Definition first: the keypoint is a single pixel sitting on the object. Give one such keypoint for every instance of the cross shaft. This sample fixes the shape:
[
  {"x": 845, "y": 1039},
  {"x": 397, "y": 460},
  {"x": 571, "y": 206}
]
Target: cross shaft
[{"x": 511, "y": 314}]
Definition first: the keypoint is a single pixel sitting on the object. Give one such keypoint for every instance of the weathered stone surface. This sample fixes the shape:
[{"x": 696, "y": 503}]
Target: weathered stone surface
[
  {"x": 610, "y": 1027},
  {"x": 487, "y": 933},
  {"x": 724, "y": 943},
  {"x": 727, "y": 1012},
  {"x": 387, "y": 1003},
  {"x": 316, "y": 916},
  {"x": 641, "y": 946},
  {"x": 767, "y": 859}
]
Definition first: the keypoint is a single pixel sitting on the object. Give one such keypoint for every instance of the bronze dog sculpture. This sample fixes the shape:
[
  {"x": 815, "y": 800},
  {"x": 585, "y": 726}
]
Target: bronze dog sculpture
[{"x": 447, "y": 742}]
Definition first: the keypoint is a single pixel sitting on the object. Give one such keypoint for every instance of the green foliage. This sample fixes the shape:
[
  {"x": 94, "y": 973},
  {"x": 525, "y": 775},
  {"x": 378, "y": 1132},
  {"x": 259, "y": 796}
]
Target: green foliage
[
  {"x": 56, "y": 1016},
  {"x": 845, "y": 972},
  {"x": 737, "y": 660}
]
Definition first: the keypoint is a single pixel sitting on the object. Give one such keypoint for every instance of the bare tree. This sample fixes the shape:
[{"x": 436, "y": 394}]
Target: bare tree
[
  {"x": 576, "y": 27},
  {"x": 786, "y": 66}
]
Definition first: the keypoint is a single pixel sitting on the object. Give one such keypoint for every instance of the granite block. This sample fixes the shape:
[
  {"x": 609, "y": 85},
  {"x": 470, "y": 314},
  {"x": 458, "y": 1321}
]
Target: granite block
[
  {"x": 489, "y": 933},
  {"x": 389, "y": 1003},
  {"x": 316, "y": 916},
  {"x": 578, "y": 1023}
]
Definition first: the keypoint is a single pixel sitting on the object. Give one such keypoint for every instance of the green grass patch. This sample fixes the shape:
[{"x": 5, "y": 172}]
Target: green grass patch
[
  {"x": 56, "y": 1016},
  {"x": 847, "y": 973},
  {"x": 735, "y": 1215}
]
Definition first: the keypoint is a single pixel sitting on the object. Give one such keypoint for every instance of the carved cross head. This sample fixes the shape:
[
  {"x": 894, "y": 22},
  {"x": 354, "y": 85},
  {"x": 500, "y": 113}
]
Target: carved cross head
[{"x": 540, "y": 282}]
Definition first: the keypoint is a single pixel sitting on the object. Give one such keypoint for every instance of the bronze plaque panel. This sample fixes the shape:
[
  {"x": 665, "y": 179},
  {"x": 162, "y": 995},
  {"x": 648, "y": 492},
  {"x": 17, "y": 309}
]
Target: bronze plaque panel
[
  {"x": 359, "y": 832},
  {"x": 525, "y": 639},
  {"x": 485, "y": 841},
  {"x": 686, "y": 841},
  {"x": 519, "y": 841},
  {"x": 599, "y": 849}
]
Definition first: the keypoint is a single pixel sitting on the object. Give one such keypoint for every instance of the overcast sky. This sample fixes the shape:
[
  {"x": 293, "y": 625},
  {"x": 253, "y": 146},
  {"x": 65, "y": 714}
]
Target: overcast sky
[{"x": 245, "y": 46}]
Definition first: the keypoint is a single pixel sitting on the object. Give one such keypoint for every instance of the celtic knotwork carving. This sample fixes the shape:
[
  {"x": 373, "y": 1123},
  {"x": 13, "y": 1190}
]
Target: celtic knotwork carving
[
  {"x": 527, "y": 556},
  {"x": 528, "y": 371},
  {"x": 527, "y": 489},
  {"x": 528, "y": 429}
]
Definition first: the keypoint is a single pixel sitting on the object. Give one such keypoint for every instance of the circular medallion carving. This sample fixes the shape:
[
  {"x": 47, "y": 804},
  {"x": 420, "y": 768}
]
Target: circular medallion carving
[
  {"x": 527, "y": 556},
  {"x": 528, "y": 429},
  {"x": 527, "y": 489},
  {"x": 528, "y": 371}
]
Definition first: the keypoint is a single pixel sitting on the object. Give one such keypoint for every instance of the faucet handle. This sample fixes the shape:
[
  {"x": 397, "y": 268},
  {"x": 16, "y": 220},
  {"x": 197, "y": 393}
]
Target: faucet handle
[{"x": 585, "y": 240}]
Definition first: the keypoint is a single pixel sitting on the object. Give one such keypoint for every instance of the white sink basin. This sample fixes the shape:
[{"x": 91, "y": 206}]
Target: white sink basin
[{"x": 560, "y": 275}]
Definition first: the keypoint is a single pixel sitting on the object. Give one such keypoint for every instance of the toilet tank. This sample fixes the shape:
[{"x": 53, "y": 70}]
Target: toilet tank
────
- [WHAT THE EXERCISE ASKS] Every entry shown above is to be written out exactly.

- [SOLUTION FOR THIS TASK]
Definition first: the keypoint is a single pixel sitting on the object. Give one such keypoint for every instance of the cross shaft. This sample fixes the shape:
[
  {"x": 845, "y": 1039},
  {"x": 397, "y": 460},
  {"x": 571, "y": 206}
]
Target: cross shaft
[{"x": 511, "y": 314}]
Definition first: the keypoint is a single pixel sitting on the object. Give one such keypoint for every instance of the weathered stone surface. This sample fixes the shape:
[{"x": 696, "y": 503}]
Target: weathered stone surface
[
  {"x": 610, "y": 1027},
  {"x": 487, "y": 933},
  {"x": 724, "y": 943},
  {"x": 727, "y": 1012},
  {"x": 387, "y": 1003},
  {"x": 316, "y": 916},
  {"x": 641, "y": 946},
  {"x": 767, "y": 859}
]
Definition first: the keypoint is a single pixel sitting on the object. Give one such keypoint for every instance of the bronze dog sculpture. This sample fixes the shape:
[
  {"x": 815, "y": 800},
  {"x": 585, "y": 726}
]
Target: bronze dog sculpture
[{"x": 447, "y": 742}]
Definition first: the keypoint is a single pixel sitting on the object. Give one such keypoint for every instance of the green foliage. This sample fixes the shape:
[
  {"x": 94, "y": 973},
  {"x": 525, "y": 775},
  {"x": 378, "y": 1132},
  {"x": 259, "y": 796}
]
Target: green foliage
[
  {"x": 56, "y": 1016},
  {"x": 845, "y": 972},
  {"x": 737, "y": 660}
]
Definition first: the keypoint is a single pixel sitting on the object. Give one such keypoint for every instance of the bare tree. This sample fixes the shape:
[{"x": 436, "y": 394}]
Target: bare tree
[
  {"x": 576, "y": 27},
  {"x": 786, "y": 66}
]
Definition first: the keypoint is a single pixel sitting on the object. Give one such keypoint for every instance of the granite block. This sample fixes the shape:
[
  {"x": 609, "y": 85},
  {"x": 470, "y": 314},
  {"x": 458, "y": 1321}
]
Target: granite block
[
  {"x": 489, "y": 933},
  {"x": 389, "y": 1003},
  {"x": 316, "y": 916},
  {"x": 578, "y": 1023}
]
Definition first: the keypoint is a single pixel sitting on the object. Give one such keypoint for every instance of the green grass patch. This sample fixes the shape:
[{"x": 5, "y": 172}]
Target: green grass patch
[
  {"x": 56, "y": 1016},
  {"x": 847, "y": 973},
  {"x": 735, "y": 1215}
]
Definition first: the keypoint is a single pixel sitting on the object. Give one such keypoint for every instance of the carved cross head. This sample fixes the shape:
[
  {"x": 894, "y": 22},
  {"x": 354, "y": 85},
  {"x": 500, "y": 113}
]
Target: carved cross head
[{"x": 540, "y": 282}]
Definition first: the keypoint is a single pixel sitting on the object. Give one such keypoint for every instance of the bronze plaque panel. This sample fixes the shape:
[
  {"x": 665, "y": 179},
  {"x": 162, "y": 995},
  {"x": 648, "y": 492},
  {"x": 17, "y": 309}
]
Target: bronze plaque panel
[
  {"x": 359, "y": 832},
  {"x": 525, "y": 639},
  {"x": 485, "y": 841},
  {"x": 686, "y": 841},
  {"x": 519, "y": 841},
  {"x": 599, "y": 849}
]
Definition first: the keypoint is a single pixel sitting on the object. Give one such keypoint for every instance of the overcast sky. This sample fixes the shape:
[
  {"x": 293, "y": 625},
  {"x": 253, "y": 146},
  {"x": 65, "y": 714}
]
Target: overcast sky
[{"x": 245, "y": 46}]
Definition first: the keypoint is a single pixel sitting on the object. Give one such keypoint for every instance of the celtic knotwork carving. This sample fixes the shape:
[
  {"x": 373, "y": 1123},
  {"x": 13, "y": 1190}
]
Target: celtic knotwork carving
[
  {"x": 527, "y": 556},
  {"x": 528, "y": 371},
  {"x": 527, "y": 489},
  {"x": 528, "y": 429}
]
Definition first: the keypoint is a single pixel sitting on the object. Give one such keypoint for every instance of the circular medallion carving. This sample fixes the shape:
[
  {"x": 47, "y": 804},
  {"x": 420, "y": 768}
]
Target: circular medallion carving
[
  {"x": 527, "y": 556},
  {"x": 528, "y": 429},
  {"x": 527, "y": 489},
  {"x": 528, "y": 371}
]
Definition first: the keypoint is a single pixel sitting on the object. Give one such keypoint for every instance of the faucet handle. This sample fixes the shape:
[
  {"x": 397, "y": 268},
  {"x": 16, "y": 220},
  {"x": 197, "y": 393}
]
Target: faucet handle
[{"x": 585, "y": 240}]
Definition first: the keypoint is a single pixel sitting on the object. Give one such keypoint for every instance of the white sink basin. This sample fixes the shape:
[{"x": 91, "y": 206}]
Target: white sink basin
[{"x": 560, "y": 275}]
Definition first: the keypoint is a single pixel sitting on the object. Give one such keypoint for every instance of the toilet tank. This sample fixes the shape:
[{"x": 53, "y": 70}]
Target: toilet tank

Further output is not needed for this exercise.